§ Petunjuk Tugas
Ambil seluruh baris teks dari semua catatan di bawah ini, lalu tuliskan kembali tanpa mengubah satu kata atau tanda baca pun.

§ Catatan yang Ditampilkan
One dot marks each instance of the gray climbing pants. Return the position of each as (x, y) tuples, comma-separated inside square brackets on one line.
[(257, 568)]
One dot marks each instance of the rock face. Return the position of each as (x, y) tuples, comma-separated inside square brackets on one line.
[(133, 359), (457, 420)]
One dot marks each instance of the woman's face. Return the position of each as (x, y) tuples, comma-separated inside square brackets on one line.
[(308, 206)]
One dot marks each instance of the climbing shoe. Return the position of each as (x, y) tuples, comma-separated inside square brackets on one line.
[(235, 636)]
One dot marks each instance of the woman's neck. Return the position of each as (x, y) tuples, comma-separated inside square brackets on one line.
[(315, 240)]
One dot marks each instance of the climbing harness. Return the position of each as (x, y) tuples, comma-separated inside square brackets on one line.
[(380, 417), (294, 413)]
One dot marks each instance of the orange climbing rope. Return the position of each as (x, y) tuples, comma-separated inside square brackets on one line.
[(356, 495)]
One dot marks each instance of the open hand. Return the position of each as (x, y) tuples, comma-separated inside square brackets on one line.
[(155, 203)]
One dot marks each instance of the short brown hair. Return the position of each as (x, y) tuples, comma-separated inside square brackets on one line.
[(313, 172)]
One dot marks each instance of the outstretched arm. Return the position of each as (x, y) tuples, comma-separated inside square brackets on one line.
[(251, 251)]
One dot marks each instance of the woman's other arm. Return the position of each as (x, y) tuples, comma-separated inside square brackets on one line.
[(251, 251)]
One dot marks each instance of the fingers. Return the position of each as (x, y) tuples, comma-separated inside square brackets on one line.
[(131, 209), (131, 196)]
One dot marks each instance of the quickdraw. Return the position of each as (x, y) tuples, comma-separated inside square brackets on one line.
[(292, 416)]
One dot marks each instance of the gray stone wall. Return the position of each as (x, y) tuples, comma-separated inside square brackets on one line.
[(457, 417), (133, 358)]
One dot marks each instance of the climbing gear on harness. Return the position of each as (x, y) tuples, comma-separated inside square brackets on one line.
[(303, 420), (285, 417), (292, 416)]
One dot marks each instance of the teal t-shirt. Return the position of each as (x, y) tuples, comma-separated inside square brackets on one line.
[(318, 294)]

§ Hasil Latihan
One dot marks each instance of the gray climbing pants. Return the position of each as (x, y) tuples, comma-separated inside square brackets on one line.
[(257, 568)]
One dot marks each instance of the rock face. Return the position of each as (x, y) tuples, comma-separated inside square brackets on one line.
[(133, 359), (457, 420)]
One dot marks each instance of the woman's face. Return the position of each as (x, y) tuples, comma-separated inside square brackets on one line.
[(308, 206)]
One dot marks each instance of the climbing shoe. Return the position of each as (x, y) tuples, comma-separated inside square brackets on one line.
[(235, 636)]
One dot marks each instance of the woman's neck. Return the position of each as (x, y) tuples, comma-separated inside square brackets on one line.
[(315, 240)]
One dot marks each instance of the climbing harness. Return the position of each as (x, y) tuples, comma-separated inside square brackets on one line.
[(380, 417), (294, 413)]
One dot marks each instance of the orange climbing rope. Return the position of each as (x, y) tuples, comma-separated inside square brackets on one line.
[(356, 495)]
One dot marks each instance of the open hand. Return the position of each as (x, y) tuples, comma-separated inside square brackets on one line.
[(155, 203)]
One dot marks each instance of the short brown hair. Return the position of each as (x, y) tuples, comma-separated inside square brackets on one line.
[(313, 172)]
One dot marks each instance of the outstretched arm. Return the position of each as (x, y) tuples, comma-separated inside square brackets on one line.
[(251, 251)]
One dot marks each instance of the woman's other arm. Return the position of each as (x, y) tuples, comma-separated inside square brackets on one line.
[(251, 251)]
One dot marks each instance of the fingers. Return the position of each as (x, y) tuples, comma-separated inside square brackets on one line.
[(131, 209), (131, 196)]
One dot marks each instance of the quickdraw. Return the position of each as (x, y) tuples, comma-separated inside square brackets on one line.
[(292, 416)]
One dot marks each instance of the gray stone wall. Return the position of each as (x, y) tuples, comma-separated inside square brackets on one line.
[(457, 417), (133, 358)]
One dot marks each instance of the climbing gear on harness. Return the position of each as (x, y) tuples, comma-separated inside square brackets on one line.
[(303, 420), (285, 417), (292, 416)]
One dot marks each instance of the teal t-shirt. Return the position of each as (x, y) tuples, comma-separated inside square brackets on one line.
[(318, 294)]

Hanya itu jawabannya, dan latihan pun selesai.